Items from a labeling collection
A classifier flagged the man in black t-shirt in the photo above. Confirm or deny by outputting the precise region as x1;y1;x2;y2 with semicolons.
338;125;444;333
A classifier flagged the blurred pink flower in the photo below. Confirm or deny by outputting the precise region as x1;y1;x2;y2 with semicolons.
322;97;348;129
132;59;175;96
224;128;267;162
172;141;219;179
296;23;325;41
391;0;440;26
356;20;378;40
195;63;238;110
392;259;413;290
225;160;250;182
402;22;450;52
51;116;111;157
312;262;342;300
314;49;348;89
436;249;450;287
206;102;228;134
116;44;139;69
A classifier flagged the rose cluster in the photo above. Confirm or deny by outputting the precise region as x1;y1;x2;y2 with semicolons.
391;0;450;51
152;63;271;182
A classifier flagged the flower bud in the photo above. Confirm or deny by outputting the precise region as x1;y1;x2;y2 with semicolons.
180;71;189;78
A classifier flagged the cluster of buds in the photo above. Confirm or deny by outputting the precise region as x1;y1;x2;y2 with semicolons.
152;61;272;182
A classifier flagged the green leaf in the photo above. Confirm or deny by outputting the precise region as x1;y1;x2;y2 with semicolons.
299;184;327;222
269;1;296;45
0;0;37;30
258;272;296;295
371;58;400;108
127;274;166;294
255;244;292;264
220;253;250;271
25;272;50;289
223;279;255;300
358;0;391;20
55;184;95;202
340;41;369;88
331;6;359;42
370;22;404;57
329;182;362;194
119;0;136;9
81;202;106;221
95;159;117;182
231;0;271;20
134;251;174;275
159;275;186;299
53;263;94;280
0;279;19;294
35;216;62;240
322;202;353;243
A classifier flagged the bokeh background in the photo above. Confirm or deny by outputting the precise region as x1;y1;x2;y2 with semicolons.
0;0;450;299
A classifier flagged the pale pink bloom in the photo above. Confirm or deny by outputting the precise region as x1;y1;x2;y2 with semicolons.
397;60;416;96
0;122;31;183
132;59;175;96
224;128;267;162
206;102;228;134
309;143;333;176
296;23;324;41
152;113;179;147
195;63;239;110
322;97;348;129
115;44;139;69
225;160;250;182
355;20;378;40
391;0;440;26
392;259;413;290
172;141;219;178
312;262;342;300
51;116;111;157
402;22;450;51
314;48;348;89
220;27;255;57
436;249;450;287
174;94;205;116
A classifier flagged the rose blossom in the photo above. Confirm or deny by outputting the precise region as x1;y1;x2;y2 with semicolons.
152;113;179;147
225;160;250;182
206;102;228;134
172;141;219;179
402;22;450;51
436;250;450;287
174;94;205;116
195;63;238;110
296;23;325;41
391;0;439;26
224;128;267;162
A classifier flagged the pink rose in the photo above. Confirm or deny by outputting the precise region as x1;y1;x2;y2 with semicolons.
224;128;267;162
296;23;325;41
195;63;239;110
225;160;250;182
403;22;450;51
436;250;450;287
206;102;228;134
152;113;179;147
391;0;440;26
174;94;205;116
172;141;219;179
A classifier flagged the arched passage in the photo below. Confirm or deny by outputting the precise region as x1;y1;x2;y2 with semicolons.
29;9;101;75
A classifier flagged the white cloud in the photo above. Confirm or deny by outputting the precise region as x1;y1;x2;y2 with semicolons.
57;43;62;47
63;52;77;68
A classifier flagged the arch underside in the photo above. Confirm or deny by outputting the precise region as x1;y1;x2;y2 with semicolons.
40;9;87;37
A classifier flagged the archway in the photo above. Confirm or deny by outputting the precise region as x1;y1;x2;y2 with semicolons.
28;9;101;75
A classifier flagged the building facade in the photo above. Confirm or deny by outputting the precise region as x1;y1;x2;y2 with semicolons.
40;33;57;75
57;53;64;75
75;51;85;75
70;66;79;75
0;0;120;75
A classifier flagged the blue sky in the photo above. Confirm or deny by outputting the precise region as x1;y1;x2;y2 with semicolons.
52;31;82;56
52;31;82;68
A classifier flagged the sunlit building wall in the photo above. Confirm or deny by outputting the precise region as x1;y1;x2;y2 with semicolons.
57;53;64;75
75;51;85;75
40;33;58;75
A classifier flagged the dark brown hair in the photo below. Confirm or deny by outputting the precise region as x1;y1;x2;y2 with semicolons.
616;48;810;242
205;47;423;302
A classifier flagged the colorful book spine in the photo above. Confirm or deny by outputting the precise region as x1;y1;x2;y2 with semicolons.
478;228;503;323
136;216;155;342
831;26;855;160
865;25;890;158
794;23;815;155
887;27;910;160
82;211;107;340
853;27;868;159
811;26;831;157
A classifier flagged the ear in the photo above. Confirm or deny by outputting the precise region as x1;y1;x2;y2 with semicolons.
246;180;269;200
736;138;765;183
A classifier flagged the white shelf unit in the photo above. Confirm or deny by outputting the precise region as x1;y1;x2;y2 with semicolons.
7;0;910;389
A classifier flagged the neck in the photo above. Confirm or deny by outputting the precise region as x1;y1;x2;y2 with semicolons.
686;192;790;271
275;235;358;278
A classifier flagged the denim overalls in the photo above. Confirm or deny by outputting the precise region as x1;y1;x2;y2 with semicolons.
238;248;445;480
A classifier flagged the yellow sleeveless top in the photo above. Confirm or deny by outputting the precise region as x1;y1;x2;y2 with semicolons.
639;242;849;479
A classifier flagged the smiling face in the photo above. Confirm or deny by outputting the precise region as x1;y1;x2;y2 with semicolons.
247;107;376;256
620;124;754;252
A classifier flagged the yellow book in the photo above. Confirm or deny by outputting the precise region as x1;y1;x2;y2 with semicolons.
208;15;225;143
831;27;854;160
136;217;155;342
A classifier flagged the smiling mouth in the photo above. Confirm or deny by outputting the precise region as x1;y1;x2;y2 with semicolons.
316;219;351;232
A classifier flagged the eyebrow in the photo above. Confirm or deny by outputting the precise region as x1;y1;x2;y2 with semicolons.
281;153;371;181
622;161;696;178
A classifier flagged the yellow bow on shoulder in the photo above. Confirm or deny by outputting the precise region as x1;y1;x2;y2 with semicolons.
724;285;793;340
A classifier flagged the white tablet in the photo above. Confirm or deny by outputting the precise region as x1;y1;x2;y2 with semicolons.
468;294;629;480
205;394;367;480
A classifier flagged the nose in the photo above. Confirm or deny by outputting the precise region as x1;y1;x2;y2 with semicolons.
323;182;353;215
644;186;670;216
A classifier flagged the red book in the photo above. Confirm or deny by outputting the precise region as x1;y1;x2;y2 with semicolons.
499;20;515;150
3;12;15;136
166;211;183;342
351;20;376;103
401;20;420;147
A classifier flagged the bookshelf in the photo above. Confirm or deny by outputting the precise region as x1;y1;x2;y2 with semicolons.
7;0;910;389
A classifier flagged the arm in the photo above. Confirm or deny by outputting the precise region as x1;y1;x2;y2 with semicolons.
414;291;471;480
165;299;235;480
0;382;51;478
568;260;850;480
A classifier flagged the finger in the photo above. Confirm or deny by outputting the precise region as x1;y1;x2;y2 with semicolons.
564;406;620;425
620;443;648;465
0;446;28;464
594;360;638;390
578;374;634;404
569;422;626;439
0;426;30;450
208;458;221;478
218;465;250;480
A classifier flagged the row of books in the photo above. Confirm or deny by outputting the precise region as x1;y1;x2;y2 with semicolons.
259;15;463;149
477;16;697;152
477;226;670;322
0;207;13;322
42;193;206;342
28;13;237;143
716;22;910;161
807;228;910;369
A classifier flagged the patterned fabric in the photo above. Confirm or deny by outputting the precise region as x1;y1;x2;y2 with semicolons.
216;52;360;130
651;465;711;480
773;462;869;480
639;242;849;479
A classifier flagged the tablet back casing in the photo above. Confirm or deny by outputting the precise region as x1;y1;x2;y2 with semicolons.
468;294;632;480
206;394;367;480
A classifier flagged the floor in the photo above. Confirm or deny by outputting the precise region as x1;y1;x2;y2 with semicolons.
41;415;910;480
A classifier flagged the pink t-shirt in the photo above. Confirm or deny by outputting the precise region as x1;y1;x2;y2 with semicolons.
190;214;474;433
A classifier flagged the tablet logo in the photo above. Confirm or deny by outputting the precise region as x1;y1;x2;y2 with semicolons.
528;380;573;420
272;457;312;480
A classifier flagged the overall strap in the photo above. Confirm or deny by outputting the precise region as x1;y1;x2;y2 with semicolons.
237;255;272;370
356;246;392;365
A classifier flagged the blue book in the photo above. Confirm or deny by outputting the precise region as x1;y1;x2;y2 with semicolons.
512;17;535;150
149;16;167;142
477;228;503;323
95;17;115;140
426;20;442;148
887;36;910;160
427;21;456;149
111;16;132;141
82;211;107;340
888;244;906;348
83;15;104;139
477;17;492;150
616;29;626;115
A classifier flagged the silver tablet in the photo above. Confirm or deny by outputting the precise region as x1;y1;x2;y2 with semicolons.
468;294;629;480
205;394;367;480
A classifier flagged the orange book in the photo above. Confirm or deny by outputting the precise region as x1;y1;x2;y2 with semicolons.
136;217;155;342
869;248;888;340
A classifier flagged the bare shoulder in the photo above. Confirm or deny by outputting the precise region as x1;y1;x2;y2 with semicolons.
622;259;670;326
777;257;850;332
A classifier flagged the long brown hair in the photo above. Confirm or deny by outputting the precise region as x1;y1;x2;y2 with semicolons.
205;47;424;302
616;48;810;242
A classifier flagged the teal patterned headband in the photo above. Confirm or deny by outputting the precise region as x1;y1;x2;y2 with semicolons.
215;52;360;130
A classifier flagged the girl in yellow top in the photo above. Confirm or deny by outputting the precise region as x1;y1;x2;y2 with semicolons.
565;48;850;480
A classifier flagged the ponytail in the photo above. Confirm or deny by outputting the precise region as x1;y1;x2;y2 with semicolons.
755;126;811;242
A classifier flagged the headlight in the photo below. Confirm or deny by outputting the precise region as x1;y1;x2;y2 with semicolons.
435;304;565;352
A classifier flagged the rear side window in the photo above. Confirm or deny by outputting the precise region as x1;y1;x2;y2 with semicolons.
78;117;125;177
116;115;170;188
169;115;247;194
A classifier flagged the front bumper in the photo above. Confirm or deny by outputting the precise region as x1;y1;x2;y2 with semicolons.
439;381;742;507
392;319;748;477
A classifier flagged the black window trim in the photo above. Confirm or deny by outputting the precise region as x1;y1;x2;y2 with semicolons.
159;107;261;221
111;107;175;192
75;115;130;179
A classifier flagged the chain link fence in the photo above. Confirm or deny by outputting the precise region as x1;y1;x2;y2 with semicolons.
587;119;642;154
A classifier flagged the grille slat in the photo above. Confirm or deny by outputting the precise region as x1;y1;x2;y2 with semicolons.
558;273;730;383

EXERCISE — Rewrite the rows starting at the line that contains "A classifier flagged the smiling face" and ending at the line that contains "316;219;351;232", switching every "smiling" to "grinning" and leaving all else as it stands. Give only those rows.

ANSWER —
A classifier flagged the grinning face in the photo above. Confirm or deny by outputting the precise region as x1;y1;x2;y2 with semicolons.
247;107;376;256
620;124;754;252
A classifier flagged the yellow book in the photo above. Confirm or deny by outputting the precise region as x1;y1;x2;y2 with semicolons.
208;15;225;143
831;27;854;160
136;217;155;342
A classifier flagged the grinning mouth in the photo above. Confirm or deny by outputting the precise region as x1;y1;x2;y2 with semicolons.
316;219;351;232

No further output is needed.